* PROBLEM *
Nothing in the records below should be altered in the copy, although the pictures must be left out.

(Beginning of MATERIAL SUPPLIED)

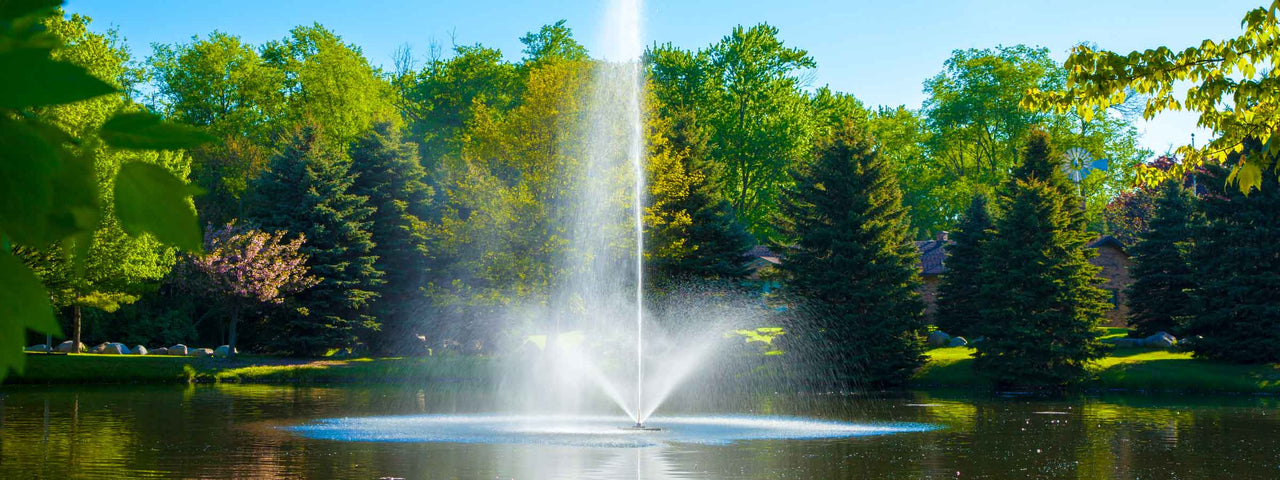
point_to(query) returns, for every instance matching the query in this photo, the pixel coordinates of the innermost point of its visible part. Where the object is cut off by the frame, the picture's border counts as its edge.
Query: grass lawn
(1129, 369)
(245, 369)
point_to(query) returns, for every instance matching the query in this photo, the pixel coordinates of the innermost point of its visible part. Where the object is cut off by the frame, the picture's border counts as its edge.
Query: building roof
(1107, 241)
(933, 255)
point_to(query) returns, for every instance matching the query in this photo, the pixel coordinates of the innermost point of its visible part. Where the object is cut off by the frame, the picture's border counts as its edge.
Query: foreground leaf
(31, 78)
(145, 131)
(10, 9)
(23, 305)
(151, 200)
(28, 163)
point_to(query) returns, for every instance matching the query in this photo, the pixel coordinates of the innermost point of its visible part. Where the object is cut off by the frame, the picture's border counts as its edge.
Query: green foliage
(1040, 295)
(150, 200)
(1162, 278)
(329, 85)
(855, 263)
(1237, 264)
(1230, 88)
(960, 300)
(50, 109)
(759, 120)
(388, 173)
(307, 191)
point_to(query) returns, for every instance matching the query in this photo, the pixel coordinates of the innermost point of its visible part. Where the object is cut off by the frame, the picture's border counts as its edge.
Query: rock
(1160, 341)
(115, 348)
(938, 338)
(1127, 342)
(222, 351)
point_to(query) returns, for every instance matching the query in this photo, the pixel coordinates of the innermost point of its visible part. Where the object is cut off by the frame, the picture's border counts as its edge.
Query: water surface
(214, 432)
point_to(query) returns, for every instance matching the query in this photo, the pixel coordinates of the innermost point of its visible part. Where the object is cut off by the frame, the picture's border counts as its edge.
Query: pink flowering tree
(243, 266)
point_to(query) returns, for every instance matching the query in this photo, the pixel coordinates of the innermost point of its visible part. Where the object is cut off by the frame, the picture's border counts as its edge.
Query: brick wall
(1115, 272)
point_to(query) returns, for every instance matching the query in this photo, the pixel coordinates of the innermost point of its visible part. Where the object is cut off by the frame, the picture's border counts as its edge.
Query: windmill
(1079, 163)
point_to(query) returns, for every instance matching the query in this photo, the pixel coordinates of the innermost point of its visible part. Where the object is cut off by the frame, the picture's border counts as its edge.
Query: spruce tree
(1162, 278)
(1237, 264)
(388, 173)
(854, 261)
(307, 190)
(959, 295)
(1042, 306)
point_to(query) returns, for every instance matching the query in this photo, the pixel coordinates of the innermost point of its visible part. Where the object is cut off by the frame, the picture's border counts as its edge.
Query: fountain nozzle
(640, 426)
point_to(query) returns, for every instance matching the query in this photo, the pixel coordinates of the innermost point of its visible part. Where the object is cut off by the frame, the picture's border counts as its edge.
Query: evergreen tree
(1042, 305)
(388, 173)
(1162, 278)
(307, 190)
(855, 263)
(959, 296)
(1237, 264)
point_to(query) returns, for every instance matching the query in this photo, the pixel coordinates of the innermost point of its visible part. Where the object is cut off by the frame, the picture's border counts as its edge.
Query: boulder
(115, 348)
(938, 338)
(1127, 342)
(1160, 341)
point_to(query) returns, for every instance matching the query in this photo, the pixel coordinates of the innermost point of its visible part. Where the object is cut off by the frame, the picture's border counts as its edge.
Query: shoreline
(1125, 370)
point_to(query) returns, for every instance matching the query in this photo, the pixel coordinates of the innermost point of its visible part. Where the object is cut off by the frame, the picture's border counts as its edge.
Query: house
(1111, 257)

(End of MATERIAL SUPPLIED)

* SOLUTION FOR THIS PROBLEM *
point_to(query) returns, for every instance matching the query in this photo, the pixel coordinates of the innermost point of its visible part. Where the object is cut off by the frame, the picture's border counts as its edge.
Query: grass lawn
(1129, 369)
(245, 369)
point_to(query) returns, for every instance matching the query in this photo, the pixel coordinates of the innermost point of its visible part. Where the object is cut off by the frame, the picture's border counts as its edge.
Query: building roof
(1107, 241)
(933, 255)
point_to(query) returns, for every instance matching the query in this photo, the pixel coordinates of the innermost point of its visible part. Where the object is cut off by the frame, the picture's border counts as its edge.
Query: foreground leaf
(31, 78)
(145, 131)
(10, 9)
(23, 305)
(151, 200)
(28, 163)
point_to(query) returns, for every instance matching the query in this photo, the pixel coordinates of the innermost point of its visible part. Where the object is cut off by the frame, the picture's border counts as its edge.
Query: green foliage
(1040, 295)
(150, 200)
(1162, 278)
(329, 85)
(855, 263)
(1237, 264)
(1230, 88)
(960, 300)
(50, 109)
(759, 120)
(388, 173)
(307, 191)
point_to(query) returns, for every instance matching the query in this photo, the pixel coordinates of the innermost point of its visible part. Where the object is cut off by the frame, the picture's border counts as its edge.
Query: rock
(1160, 341)
(115, 348)
(938, 338)
(1127, 342)
(222, 351)
point_to(query) returns, for every instance matching the query in this photo, the pixel coordinates of the innermost point of its visible part. Where the object is cut off by the frame, the picture's border counts as its edge.
Query: water surface
(214, 432)
point_to(query) returns, for every instance matching the query in this photo, the pixel coordinates of the innermost point of its visible part. Where the object is cut off by the frame, the picture's border counts as its edge.
Query: pink flowering tree
(243, 266)
point_to(query) returns, for every instance matching the query in this photo, the pixel coordinates of the innermost point of its visible part. Where the object is cut off by the frame, the picture's border counts as its edge.
Query: brick wall
(1115, 272)
point_to(query) returns, for every instance matching the query in this photo, the pixel coordinates of the innermost point of its visible part. Where the object is cut off by the frame, the picture's border counts as its edge.
Query: windmill
(1079, 163)
point_to(query) returns, for every instance matching the query in this photo, the pixel coordinates of the innermost point of its visible part. Where the object is cut off by the frame, the picture's border counts as its edge.
Query: spruce tree
(1162, 278)
(1237, 264)
(388, 173)
(854, 261)
(307, 190)
(959, 295)
(1042, 306)
point_to(query) returns, for every instance matching the query in this photo, the pixel coordinates of the innermost point of its visible part. Where the object is cut off by the frame, the picture's border counts as its edge.
Query: fountain nozzle
(640, 426)
point_to(query) returns, for every instance matching the query in this photo, the pixel coordinates of the innermost point of its visible part. Where the object is cut off by the frame, the picture's border counts as its edge.
Query: evergreen tree
(1042, 305)
(388, 173)
(1162, 278)
(307, 190)
(855, 263)
(959, 296)
(1237, 264)
point_to(query) returns, for every instance matching the query in this photo, the pixel coordinates of the innermost point of its visible part. Where the object is cut off by the frame, the picture's border counts as its edge.
Query: boulder
(115, 348)
(938, 338)
(1127, 342)
(1160, 341)
point_to(query) returns, for every instance matching the query in this photo, the pixel coordinates of the innermost point of its visible part. Where the object is cut off by the frame, the picture's border counts as its edge.
Query: shoreline
(1125, 370)
point_to(query) returns, for every instance matching the query in this photo, the pixel coordinates of the innermost point of its visible part. Where the object is cut off by the frame, the picture's border counts as its edge.
Query: house
(1111, 257)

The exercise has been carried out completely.